One only need view the film Born on the Fourth of July to learn how vets were treated then and now. My partner's dad has a host of ailments, PTSD amongst them, and ought to be in a VA Nursing Home, but they are almost nonexistent nowadays--they were once called Old Soldiers Homes.

Jackrabbit | Oct 19, 2017 7:48:22 PM | 42
b, your post raises many good questions.

At what point does a military become mercenaries, out for their own good? Who has incentive to make them mercenaries? How can we tell when a military has been compromised? How can society guard against the slippery slope? Etc.

Peter AU 1 | Oct 19, 2017 8:17:07 PM | 43
United States of America = Americans?
In Europe, none of the countries are called Europe and the people collectivly are called Eropeans.
In Asia, no country has the name Asia, but collectivly the people are called Asians.
In Africa, South Africa has Africa in its name, and the people of South Africa a called South africans. Easy to say and people who live in Africa a collectively Africans.
The Americas. Only one country has America in its name, but who the fuck is going to say "United States of Americans" when refering to the arseholes that inhabit the place. Much easier to just say Americans, Canadians, Venezuelans - whatever.
Josh Stern | Oct 19, 2017 8:32:18 PM | 44
How do the life expectancies of adult an adult 'A', 'B', or 'C' compare? Who is most likely to be murdered soonest by Heine gang? Hard to know...most A's are off the map, shut off from any large scale publicity or commerce or media coverage. While the status of 'B' and 'C' is secret. Heine gang shortens the life expectancy of all in a significant way, but I don't know how the current stats would play out.
Edward | Oct 19, 2017 8:53:54 PM | 45
@34 Just Sayin,

That comparison gets made more often these days. In some ways the Israelis are worse then the Nazis.

peter | Oct 19, 2017 9:07:46 PM | 46
I guess if it's a country you like the soldiers are patriotic and morally upright.

If you don't like the country then they're all low-life scum looking for a free ride.

Debsisdead | Oct 19, 2017 10:17:22 PM | 47
The nonsense has started again. I have posted the same epistle twice and both times the missive has disappeared into the black hole, I shan't do it again until I'm certain the original has gone forever -in the meantime no one should be surprised if they both suddenly reappear.
barrisj | Oct 19, 2017 10:53:46 PM | 48
OK. give the reprobate Donald credit (maybe)...he was quoted in saying to the dead soldier's mum: "It's what he signed up for...",blah,blah. But, the Donald called it: Special Forces are nothing but trained assassination teams...they go in, off their target, fly out, end of story. Only this time, the buggers got caught with their shorts down, and...casualties...oh, boo-hoo. All these young bodies that sign up for the US military some time in their enlistment will be posted to "bases" that they didn't even realise existed. And so they get educated, really fast. Then those who go further in their military careers decide to go for the "elite" units: hard-core training, propaganda, "know your enemy",how to murder stealthily, etc. Then, after many "kills", they themselves get capped...it's how the game is played, yo. So, bottom-line - Trump let out the BIG secret: "We" kill, and should expect to be killed in return...who can cavil with that?

# [Supplied records]
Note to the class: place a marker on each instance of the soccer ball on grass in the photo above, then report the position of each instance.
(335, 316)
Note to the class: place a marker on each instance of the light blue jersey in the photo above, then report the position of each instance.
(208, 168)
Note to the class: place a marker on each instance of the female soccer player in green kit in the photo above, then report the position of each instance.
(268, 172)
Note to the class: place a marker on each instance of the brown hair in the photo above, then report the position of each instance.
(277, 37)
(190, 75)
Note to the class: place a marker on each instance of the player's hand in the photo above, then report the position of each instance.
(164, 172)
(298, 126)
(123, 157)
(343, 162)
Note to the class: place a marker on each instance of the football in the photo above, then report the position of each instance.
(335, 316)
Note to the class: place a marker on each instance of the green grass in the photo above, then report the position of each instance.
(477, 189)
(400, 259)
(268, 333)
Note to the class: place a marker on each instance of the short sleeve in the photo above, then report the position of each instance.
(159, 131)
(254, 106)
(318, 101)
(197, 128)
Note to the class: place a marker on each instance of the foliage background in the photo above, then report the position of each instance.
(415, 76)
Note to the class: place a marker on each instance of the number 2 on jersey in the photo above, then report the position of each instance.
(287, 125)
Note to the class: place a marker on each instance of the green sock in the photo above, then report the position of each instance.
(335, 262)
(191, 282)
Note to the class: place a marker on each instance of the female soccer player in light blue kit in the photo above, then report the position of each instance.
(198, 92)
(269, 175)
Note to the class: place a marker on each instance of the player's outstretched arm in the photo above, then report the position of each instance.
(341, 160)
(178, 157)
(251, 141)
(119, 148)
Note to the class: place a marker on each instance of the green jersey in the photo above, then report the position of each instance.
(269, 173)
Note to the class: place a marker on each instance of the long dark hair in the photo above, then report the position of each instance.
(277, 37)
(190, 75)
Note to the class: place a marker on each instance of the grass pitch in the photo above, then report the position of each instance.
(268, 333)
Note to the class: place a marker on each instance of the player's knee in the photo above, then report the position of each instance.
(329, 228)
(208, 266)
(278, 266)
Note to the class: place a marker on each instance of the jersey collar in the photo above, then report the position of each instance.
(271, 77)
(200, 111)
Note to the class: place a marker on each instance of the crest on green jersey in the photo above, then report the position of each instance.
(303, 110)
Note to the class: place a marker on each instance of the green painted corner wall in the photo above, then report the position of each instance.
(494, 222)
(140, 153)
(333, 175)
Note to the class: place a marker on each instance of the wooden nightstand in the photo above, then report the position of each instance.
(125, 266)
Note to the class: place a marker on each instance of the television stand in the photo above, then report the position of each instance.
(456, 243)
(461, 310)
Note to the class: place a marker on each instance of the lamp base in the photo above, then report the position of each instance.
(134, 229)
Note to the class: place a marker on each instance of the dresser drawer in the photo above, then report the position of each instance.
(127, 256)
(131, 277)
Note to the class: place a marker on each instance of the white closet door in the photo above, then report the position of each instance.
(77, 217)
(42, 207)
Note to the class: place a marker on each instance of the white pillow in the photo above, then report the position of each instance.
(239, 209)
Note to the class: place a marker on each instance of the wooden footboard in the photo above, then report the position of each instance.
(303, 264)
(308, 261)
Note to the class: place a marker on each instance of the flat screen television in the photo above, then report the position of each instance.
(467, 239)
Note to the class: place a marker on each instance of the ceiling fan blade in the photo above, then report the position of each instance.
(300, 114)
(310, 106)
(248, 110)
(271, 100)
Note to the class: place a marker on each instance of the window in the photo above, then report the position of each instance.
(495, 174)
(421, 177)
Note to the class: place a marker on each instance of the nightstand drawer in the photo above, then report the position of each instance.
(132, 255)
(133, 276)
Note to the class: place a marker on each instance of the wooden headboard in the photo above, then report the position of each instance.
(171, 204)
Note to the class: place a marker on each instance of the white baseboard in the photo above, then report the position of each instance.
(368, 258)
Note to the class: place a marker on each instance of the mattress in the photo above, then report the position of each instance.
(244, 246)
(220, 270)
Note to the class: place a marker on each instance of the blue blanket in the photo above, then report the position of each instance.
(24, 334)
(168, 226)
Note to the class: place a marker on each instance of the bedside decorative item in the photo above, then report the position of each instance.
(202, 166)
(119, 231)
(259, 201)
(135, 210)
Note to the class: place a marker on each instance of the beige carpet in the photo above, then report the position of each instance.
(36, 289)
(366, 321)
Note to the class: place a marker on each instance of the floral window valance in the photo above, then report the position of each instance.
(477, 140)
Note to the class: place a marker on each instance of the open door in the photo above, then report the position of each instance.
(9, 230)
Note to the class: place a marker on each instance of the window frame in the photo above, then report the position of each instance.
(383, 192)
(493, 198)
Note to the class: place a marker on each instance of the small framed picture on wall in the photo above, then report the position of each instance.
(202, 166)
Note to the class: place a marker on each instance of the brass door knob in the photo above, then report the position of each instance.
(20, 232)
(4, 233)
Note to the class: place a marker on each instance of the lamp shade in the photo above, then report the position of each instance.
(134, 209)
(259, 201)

...

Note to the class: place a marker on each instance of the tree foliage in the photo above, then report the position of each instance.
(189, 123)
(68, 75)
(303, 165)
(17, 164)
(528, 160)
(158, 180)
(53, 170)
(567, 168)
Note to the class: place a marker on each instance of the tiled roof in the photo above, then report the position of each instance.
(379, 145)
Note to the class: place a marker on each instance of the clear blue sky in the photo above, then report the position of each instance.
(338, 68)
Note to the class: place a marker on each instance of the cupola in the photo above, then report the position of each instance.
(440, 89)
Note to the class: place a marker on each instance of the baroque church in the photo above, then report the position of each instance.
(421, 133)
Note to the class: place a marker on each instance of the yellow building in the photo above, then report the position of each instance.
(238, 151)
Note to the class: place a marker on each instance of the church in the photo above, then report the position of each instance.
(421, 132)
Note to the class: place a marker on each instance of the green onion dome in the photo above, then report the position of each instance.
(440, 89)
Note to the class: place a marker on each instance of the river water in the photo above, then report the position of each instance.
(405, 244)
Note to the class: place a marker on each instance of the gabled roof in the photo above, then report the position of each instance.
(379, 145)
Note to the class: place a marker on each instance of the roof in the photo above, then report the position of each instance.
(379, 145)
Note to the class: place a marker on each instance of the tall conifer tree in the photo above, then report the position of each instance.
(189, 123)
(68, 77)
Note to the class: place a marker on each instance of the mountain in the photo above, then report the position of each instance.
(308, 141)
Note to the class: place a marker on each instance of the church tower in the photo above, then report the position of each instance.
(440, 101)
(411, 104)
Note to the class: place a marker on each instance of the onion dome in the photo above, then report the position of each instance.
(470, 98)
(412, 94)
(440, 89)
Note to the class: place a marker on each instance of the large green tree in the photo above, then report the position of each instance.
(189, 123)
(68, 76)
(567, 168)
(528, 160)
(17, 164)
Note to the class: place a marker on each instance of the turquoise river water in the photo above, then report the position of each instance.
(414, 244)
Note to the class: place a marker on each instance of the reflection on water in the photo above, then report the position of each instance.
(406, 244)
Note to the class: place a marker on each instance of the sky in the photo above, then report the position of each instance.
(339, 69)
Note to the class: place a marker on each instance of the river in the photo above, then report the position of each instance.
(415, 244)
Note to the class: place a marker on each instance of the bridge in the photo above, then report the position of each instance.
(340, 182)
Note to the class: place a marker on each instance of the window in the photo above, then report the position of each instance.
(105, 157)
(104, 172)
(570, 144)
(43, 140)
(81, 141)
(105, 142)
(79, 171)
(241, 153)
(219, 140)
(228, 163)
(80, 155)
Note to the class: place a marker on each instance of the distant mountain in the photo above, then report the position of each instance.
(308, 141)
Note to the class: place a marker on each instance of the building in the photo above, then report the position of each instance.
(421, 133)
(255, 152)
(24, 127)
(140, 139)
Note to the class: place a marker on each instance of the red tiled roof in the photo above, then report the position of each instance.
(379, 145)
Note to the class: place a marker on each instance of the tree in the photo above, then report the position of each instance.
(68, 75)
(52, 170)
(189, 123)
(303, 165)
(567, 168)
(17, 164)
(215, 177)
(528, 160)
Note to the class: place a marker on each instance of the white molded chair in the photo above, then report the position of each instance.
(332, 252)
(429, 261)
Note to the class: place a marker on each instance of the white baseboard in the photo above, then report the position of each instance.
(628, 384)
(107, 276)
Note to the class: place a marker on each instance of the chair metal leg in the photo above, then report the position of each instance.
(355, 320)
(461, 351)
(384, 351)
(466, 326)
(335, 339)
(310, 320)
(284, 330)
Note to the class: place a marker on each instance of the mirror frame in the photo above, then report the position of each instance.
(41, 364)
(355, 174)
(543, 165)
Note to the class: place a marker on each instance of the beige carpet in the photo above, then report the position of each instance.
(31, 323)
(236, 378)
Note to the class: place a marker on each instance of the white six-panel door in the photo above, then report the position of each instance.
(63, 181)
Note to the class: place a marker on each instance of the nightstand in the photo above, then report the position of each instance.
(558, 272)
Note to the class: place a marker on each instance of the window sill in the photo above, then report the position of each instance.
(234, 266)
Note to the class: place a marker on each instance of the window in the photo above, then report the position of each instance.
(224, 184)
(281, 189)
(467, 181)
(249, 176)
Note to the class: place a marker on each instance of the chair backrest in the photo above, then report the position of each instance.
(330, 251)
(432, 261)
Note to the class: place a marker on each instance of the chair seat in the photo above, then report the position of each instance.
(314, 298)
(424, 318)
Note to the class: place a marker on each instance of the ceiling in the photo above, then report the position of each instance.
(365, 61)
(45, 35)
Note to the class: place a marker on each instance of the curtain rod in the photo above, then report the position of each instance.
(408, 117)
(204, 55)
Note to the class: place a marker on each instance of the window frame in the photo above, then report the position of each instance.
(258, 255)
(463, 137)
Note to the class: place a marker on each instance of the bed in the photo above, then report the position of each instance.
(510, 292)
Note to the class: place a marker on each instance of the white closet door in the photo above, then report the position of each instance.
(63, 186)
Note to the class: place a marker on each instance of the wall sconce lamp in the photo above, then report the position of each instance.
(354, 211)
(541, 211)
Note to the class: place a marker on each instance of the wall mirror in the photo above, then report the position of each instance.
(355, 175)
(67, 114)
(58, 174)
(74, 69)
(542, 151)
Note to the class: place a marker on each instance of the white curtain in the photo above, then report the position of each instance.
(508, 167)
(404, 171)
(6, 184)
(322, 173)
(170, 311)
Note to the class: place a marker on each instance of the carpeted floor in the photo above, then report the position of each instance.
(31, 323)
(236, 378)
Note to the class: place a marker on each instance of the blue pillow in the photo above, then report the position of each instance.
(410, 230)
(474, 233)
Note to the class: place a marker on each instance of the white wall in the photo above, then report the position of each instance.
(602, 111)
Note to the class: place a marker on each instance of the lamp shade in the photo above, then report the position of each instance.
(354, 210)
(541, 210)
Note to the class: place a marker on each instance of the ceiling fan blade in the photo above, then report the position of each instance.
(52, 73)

# [Challenge 1]
Locate every line of the entries that contains the word "light", and copy each of those lines.
# [Challenge 2]
Carry on the comment thread about soldiers and the military from the point where it stops.
The comment thread and the entries have no connection to each other.

# [Answer 1]
Note to the class: place a marker on each instance of the light blue jersey in the photo above, then report the position of each instance.
Note to the class: place a marker on each instance of the female soccer player in light blue kit in the photo above, then report the position of each instance.

# [Answer 2]
J Swift | Oct 19, 2017 11:07:32 PM | 49
@34 Just Sayin,
I'm still chuckling....

@42 Jackrabbit,
This is hugely important. Ditching the draft in the '70's wasn't for any altruistic reason, nor to make the US military "more professional." In draft days, even though most wealthy families could buy their way out of being impacted, a significant cross section of the citizenry could expect to find themselves contributing their pride and joy to some crazy war effort in some far off place. There had better be a damn good reason for it. One of the big lessons the Establishment learned from Vietnam was that even the terminally passive American people could become violently anti-war when it was a life or death situation for them personally. So the move was made to an "all volunteer" force, which would generally draw from a less politically powerful cross section, and there would automatically be less bitching because "those guys wanted to go fight--that's what they signed up for." And as Jackrabbit points out, haven't indeed you at least started down the road to mercenary when your current army must admit they're there for the money, and maybe the promise of adventure, not because they were drafted and just fulfilling their duty as a citizen and eager to get home to the plow?

This is doubly troubling, because now your soldiers are vastly more mercenary than before (and of course will be recruited as true mercenaries upon ETS to meet the growing demand for true mercs), but are fewer and more socially isolated, so they are getting 3, 4, MORE tours in some sand pit where they are basically a walking target and are rightly hated as foreign occupiers, so even the best of them cannot help but become resentful and sociopathic. But at the same time, the Deep State has divorced the military from the citizenry at large, so citizens care less and less how many wars the US is engaged in, how many destroyed young men come home, and not only does protest of wars evaporate, warfare is mythically transformed into something heroic and to be desired, not feared. All empires have gradually been forced to employ more and more mercenaries (or slaves) to maintain their wars, but it never ends well.

[Oct 19, 2017] McCain As Metaphor

Notable quotes:
"... The Senator from Arizona represents something relatively new on the American scene: the emerging class of colonial administrators, Pentagon contractors, and high-ranking military personnel, and their families, many of them stationed overseas. These people have a material interest in the expansion of our role as global cop, they number in the tens of thousands, and they are strategically placed in the social order, with enough social power to constitute an influential lobby. ..."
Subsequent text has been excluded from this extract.